### EXTRACT:
____

Translating is an alibi to look into questions — a safer alibi than writing, because the questions, which reveal so much, are posed by the text, not you. The investigative urge is allowed to prevail. These questions, unlike those you pose yourself, seem sure to have answers — somewhere. But the sense of an alibi easily shades into unease, impersonal curiosity into a fear of going too far.

Or the trail simply peters out. As with the island in “Coming” that Wolfgang Hilbig describes as an omega. On the principle that you need to be able to picture what you translate, I looked for it on the map. But what it shows, in my eyes, is not quite an omega.

The picture is wrong. Yet the word is clear. And in English, too, das Omega is an omega. What you can’t picture is taken care of by the words.

“As by day, my nightly path took me to a small peninsula that jutted omega-shaped into a secluded forest lake.”

~ “Coming”

You need to be able to picture the author. While he was alive, I went up to him sometimes, after his readings in Berlin, to say that sadly I hadn’t yet found a publisher for the translation. That hardly seemed to disappoint him, it barely seemed to concern him; he smiled like a kind uncle, weary and warm. People in severe depressions sometimes radiate that warmth: they give it off, let it go. It escapes them; only we can feel it. Hilbig made a visible effort to be present. And yet he remained remote.

Five years after his death — the publisher was found, and I began to translate in earnest — I was introduced to old friends of his. They sent me pictures, maps, glad to help with my questions. It was actually easier to ask this way, in the absence of the author, although (or because?) no one could claim to know ultimate answers. I couldn’t go too far; my questions could no longer probe the author; they served only to make him fleetingly present. Someone whom, I heard over and over, no one really knew, not even his oldest friends from Meuselwitz. This gives me pause: that that sense of remoteness hadn’t deceived me.

Wolfgang Hilbig © gezett

Meuselwitz, though, is not remote — one of the Meuselwitz friends, now in nearby Leipzig, offered to take me on a day trip there. I hadn’t thought of it myself. Maybe since I already seemed to know Meuselwitz, not just from Hilbig’s writing; I know places like that from countless day trips: semi-ghost-towns in the backwoods of the former East Germany — the “New German States”, a term that calls the very concept of time into question, when this New seems so old, frail, weary. Here the Ostzeit lasts on, with all the fatal fascination of an untranslatable term: Eastern times; back when this was the East; in the days of the East… East-Time. Place-Time. A chronotope that can’t be rendered otherwise, only entered into as it is.

____

### RECORD EXTRACTS:
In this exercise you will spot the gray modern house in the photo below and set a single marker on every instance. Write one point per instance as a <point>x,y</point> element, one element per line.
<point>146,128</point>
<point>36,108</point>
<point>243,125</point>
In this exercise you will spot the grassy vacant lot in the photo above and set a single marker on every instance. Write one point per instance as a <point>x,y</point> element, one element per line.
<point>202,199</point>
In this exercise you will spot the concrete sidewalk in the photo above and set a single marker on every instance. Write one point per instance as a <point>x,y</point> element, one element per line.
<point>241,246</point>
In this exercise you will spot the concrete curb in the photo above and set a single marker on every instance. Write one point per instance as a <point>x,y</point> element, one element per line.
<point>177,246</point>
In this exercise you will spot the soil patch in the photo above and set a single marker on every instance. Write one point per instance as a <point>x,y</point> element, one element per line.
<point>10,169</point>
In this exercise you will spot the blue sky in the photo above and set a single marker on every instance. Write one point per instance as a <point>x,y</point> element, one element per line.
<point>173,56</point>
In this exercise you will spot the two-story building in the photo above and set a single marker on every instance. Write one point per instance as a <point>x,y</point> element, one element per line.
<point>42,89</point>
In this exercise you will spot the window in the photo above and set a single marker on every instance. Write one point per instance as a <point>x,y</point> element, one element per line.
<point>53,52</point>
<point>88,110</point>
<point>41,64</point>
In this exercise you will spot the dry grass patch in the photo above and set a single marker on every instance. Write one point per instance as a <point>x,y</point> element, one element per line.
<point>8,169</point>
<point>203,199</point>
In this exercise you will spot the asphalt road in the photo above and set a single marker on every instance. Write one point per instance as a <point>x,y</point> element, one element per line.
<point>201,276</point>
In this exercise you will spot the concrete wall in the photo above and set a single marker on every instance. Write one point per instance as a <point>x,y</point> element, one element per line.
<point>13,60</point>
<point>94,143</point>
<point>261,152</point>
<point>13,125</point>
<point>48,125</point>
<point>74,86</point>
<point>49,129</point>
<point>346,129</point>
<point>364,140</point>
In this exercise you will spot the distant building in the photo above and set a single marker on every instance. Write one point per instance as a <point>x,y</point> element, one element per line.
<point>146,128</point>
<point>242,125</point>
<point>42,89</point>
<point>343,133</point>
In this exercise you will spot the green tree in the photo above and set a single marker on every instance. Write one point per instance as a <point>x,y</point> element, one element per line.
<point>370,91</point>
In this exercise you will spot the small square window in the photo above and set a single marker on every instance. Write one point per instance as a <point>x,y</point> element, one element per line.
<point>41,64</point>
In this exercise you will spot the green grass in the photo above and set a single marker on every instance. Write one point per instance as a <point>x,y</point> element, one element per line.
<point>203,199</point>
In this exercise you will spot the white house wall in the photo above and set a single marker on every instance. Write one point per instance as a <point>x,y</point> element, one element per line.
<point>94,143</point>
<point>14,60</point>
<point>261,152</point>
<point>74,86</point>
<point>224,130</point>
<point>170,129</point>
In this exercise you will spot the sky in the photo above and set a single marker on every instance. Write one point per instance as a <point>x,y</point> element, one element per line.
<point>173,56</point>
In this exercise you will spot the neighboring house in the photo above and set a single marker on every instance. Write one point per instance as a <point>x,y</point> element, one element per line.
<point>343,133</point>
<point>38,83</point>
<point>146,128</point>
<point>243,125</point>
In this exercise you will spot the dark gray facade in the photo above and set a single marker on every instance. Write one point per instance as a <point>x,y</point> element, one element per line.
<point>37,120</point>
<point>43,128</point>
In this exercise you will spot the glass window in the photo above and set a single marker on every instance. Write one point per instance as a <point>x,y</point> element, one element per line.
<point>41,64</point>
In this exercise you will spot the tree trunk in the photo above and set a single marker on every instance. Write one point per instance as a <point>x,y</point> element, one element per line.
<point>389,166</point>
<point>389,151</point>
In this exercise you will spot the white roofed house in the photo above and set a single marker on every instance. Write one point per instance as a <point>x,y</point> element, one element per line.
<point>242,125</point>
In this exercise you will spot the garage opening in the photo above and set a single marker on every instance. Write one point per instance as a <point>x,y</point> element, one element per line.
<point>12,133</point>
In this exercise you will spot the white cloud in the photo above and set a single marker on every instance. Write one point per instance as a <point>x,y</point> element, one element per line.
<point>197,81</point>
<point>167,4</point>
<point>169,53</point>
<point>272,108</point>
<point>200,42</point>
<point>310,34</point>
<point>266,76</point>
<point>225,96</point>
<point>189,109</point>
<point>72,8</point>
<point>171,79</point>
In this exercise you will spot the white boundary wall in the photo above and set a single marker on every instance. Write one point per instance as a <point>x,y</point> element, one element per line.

____

### WHAT THE EXERCISE ASKS:
Write the next part of the essay on translating Hilbig, starting after its last sentence. The material comes from a source separate from the essay on translating Hilbig.

### EXERCISE RESULT:
An unexpected pleasure, this pilgrimage — the familiar feeling of a day trip in early spring, cold feet, the comforting prospect of a steaming bowl of solyanka in a sleepy village pub. A pleasure to find Meuselwitz like this, under the pure white snow, under the blue-white sky, in the fresh March air.

And disorienting: this wasn’t how Hilbig saw Meuselwitz. It was the clean snow of my time that covered the surrounding strip mines and the abandoned factories; the ash and smoke and soot had long since blown away. A white plane that can never be the plane of the text, a layer I need to dig below to get to the texts with their dark twists like roots or innards. An intact skin, a blank page.

Rudolf-Breitscheid-Straße. The empty lot in the center of the photo is the site of the house where Hilbig was born in 1941 and lived until 1979; it was torn down in 2005.

“In winter the street was frozen rock-solid, with the menacing glitter of frost in the petrified mud’s recesses. Every day now, with torturous slowness, the cumbersome ash carts passed… [they] left a lingering wave of salty fumes between the buildings; you tasted it, felt its sting in your throat and your lungs, and long after the carts had passed the air seemed roiled by invisible, burnt-smelling waves…”

~ “The Place of Storms”

“The bottom of the strip mine, as well as a flat dry expanse on the other side, past what was known, with great exaggeration, as its “beach,” consisted of a layer of peat-like lignite that had not been worth mining. This layer had quickly been ignited by the glowing cinders; across its full breadth the coal seam was being eaten away by the blaze and gradually turned to ash.… Nothing could extinguish the fire, creeping inexorably toward the water; I pictured how one day, not long from now, the strip mine’s shallow water would explode into a filthy white cloud of steam.”

~ “The Place of Storms”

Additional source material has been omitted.